__PROBLEM STATEMENT__.
Please explain, in one to three sentences, why the document text on regulatory proportionality rules recommends defining the concept of compliance costs in the General Law or its regulations.

Table 4. International Experience: Examples of Criteria that are Part of the Proportionality Rules and that Capture Costs at the Meso and Macro Level
|Country||Criterion capturing impacts at meso and macro levels||Level of negative impacts|
|South Korea||The regulatory proposals represent a clear deviation from international standards.||Macro|
|The regulatory proposals clearly limit competition in the market.||Meso|
|United States||The regulatory proposals adversely affect in a material way the economy, a sector of the economy, productivity, competition, jobs, the environment, public health or safety, or State, local, or tribal governments or communities.
|United States||The regulatory proposals create a serious inconsistency or otherwise interfere with an action taken or planned by another agency.||Meso|
|United States||The regulatory proposals materially alter the budgetary impact of entitlements, grants, user fees, or loan programs or the rights and obligations of recipients thereof.||Meso|
Source: Prepared by the authors with information from the regulatory systems of the countries indicated.
The criteria used in the United States, for instance, are broad and allow for capturing the potential negative impacts of regulations from different levels, for example, whether a regulation ” creates serious inconsistencies or otherwise interferes with an action taken or planned by another agency” is a criterion that provides coherence to the regulatory framework of a nation, state or municipality, and allows identifying inconsistencies that could generate compliance costs to individuals in the medium and long term, even if at the time of issuing the regulation, no tangible and direct compliance costs to individuals were identified in the short term.
In this sense, preventing regulatory proposals with compliance costs at the meso or macro level from being exempted from presenting their corresponding RIA would allow for a complete mapping of the possible impacts of the regulation, not only in negative terms, but also in positive ones. This is important because the scope of regulations is not limited to citizens; they also impact economic and population sectors, specific regions and, in general, an entire country. Having clarity on the scope of regulatory impacts would make it possible to better approximate the net social benefit (positive or negative) of regulations.
Conclusions And Public Policy Recommendations
The regulatory review system in Mexico has been institutionalized since 2000. From the beginning, Mexico adopted a proportionality rule based on the concept of compliance costs. This rule has made it possible to efficiently manage the regulatory review system, since this mechanism has allowed discerning between regulatory projects that should be accompanied by an RIA and those that should not be accompanied by an RIA and should only be subject to a simple and minimal review, through an RIA exemption request.
In this text we have studied this proportionality rule based on the concept of compliance costs. The most relevant finding we have identified is that in 3 out of 10 regulatory proposals, the proportionality rule fails, either because the criteria are not adequately applied or because the criteria are limited to assess ex ante all possible negative impacts of the regulation. In order to improve the effectiveness of the proportionality rule in the Mexican case, we present below some recommendations that regulatory authorities could consider.
- Regulation of the concept of compliance costs in the Law or subordinate Law.
The lack of clarity and visibility of the criteria for the concept of compliance costs may lead to regulators and the regulatory improvement authority itself not applying them properly. As mentioned before, currently (April 2021) the criteria of the compliance cost concept are not defined in the GLFI and are only stated in the Regulatory Impact Analysis Manual (published in 2010). Because of the relevance of the concept, it is necessary that it be defined in the General Law or, at least, in its regulations.
- Further description of the compliance cost criteria.

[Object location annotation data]
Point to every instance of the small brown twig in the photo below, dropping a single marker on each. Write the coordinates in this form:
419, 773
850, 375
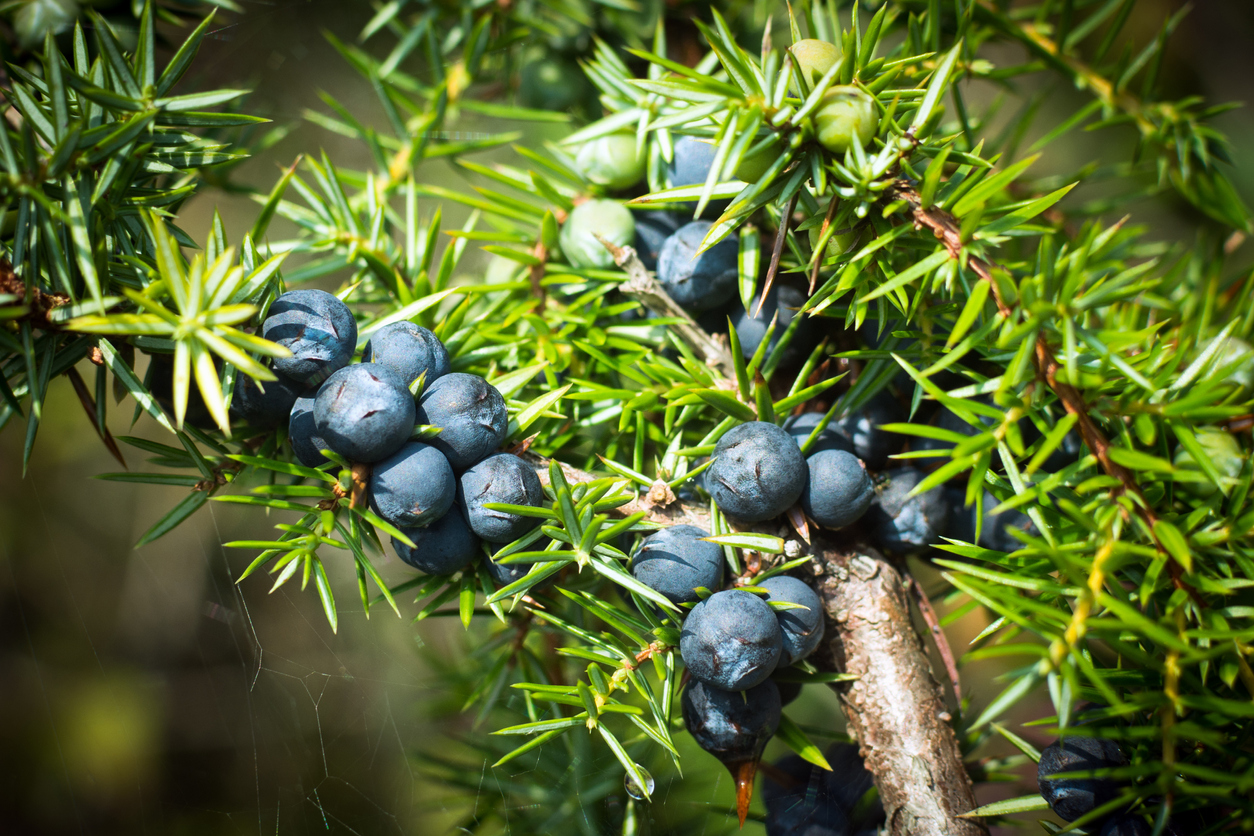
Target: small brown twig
648, 292
776, 251
88, 402
947, 229
938, 637
537, 272
38, 302
818, 256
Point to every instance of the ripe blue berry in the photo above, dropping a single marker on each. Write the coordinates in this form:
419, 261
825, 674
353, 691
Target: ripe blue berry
470, 414
805, 799
413, 486
691, 161
801, 629
732, 726
317, 329
504, 479
690, 166
364, 412
263, 410
731, 641
1070, 799
578, 240
652, 229
697, 282
302, 433
862, 426
442, 548
759, 471
906, 525
800, 426
409, 350
839, 491
676, 560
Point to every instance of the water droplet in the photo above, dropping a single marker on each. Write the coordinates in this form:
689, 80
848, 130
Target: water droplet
633, 788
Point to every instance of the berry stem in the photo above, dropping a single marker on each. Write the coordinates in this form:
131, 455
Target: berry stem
646, 290
895, 710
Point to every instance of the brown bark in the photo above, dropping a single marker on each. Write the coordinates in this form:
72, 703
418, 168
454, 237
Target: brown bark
895, 708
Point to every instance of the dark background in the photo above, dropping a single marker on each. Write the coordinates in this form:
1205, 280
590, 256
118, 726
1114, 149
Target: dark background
144, 692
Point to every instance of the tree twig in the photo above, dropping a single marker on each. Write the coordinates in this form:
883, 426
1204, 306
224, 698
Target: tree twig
646, 290
938, 637
947, 228
776, 251
895, 708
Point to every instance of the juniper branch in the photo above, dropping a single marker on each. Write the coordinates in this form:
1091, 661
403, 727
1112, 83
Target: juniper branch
895, 708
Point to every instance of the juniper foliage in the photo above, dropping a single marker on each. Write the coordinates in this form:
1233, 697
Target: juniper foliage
971, 285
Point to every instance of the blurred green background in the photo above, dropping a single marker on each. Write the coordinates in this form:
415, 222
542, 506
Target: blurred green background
144, 692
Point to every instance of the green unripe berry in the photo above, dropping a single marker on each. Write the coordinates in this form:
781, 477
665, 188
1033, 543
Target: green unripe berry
845, 112
553, 83
607, 218
1223, 450
814, 58
612, 162
753, 166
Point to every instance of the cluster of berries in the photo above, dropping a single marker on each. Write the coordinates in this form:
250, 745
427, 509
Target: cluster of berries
803, 799
437, 489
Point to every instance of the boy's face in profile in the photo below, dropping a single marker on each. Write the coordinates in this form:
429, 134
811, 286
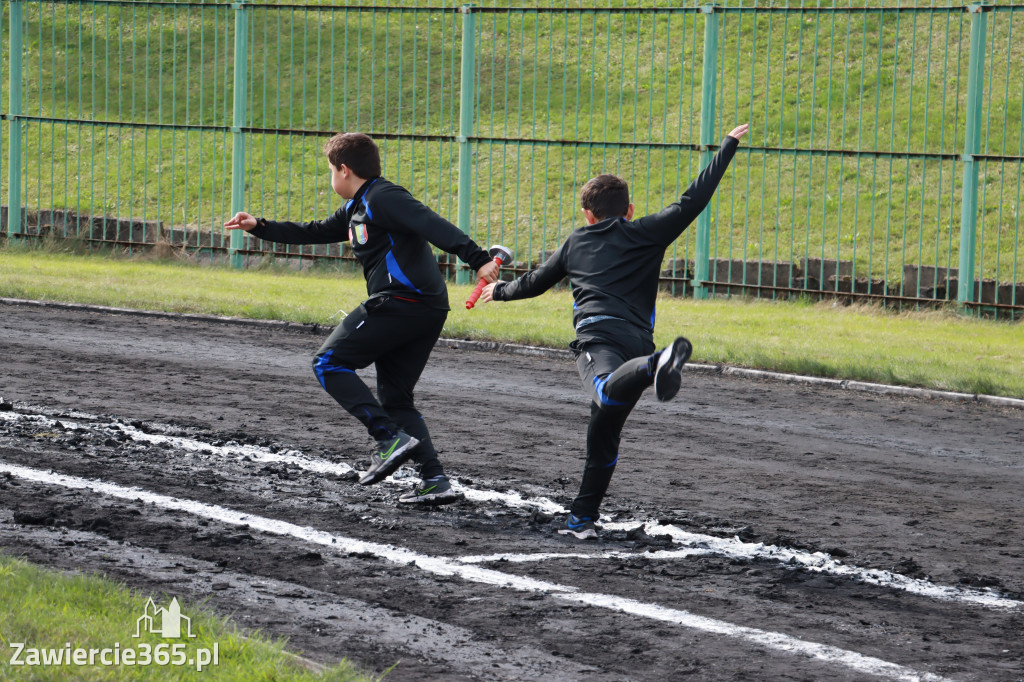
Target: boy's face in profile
338, 182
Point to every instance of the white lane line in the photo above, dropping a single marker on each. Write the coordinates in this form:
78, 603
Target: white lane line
451, 567
728, 547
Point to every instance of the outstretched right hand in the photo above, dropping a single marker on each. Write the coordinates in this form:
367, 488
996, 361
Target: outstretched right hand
739, 131
242, 220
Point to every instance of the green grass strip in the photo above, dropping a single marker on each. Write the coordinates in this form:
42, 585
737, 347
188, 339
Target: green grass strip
41, 609
935, 349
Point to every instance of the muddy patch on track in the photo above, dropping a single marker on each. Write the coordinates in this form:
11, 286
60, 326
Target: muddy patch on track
868, 530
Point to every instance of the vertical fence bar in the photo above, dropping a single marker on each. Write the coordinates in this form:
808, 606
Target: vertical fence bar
14, 161
466, 126
701, 257
239, 152
972, 142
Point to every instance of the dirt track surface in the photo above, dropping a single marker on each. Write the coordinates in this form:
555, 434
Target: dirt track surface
929, 491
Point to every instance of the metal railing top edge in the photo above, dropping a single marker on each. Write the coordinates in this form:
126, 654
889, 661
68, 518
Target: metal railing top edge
526, 141
696, 8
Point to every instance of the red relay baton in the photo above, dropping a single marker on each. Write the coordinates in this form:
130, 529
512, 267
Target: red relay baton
501, 255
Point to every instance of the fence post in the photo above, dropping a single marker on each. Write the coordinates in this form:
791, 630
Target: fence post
466, 127
239, 120
14, 161
701, 258
972, 146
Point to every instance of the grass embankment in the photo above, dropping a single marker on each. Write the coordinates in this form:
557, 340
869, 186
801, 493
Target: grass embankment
936, 349
45, 609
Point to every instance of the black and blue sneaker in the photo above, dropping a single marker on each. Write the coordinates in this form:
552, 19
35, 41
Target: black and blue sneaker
436, 491
668, 376
583, 527
390, 455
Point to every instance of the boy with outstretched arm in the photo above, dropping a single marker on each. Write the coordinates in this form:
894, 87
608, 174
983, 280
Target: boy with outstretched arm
613, 264
397, 326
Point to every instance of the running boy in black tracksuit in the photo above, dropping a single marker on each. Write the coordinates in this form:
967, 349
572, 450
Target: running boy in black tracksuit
612, 264
397, 326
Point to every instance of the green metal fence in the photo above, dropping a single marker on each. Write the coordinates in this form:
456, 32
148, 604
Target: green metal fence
884, 160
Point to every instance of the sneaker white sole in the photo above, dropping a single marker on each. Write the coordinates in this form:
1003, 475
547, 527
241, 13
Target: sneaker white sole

__REPLY TO THE EXERCISE__.
The criteria for compliance costs lack clarity and visibility, which may lead regulators and the regulatory improvement authority itself to apply them improperly. As of April 2021, those criteria were not defined in the GLFI and appeared only in the Regulatory Impact Analysis Manual published in 2010. Given how relevant the concept is, the text says it must be defined in the General Law or at least in its regulations.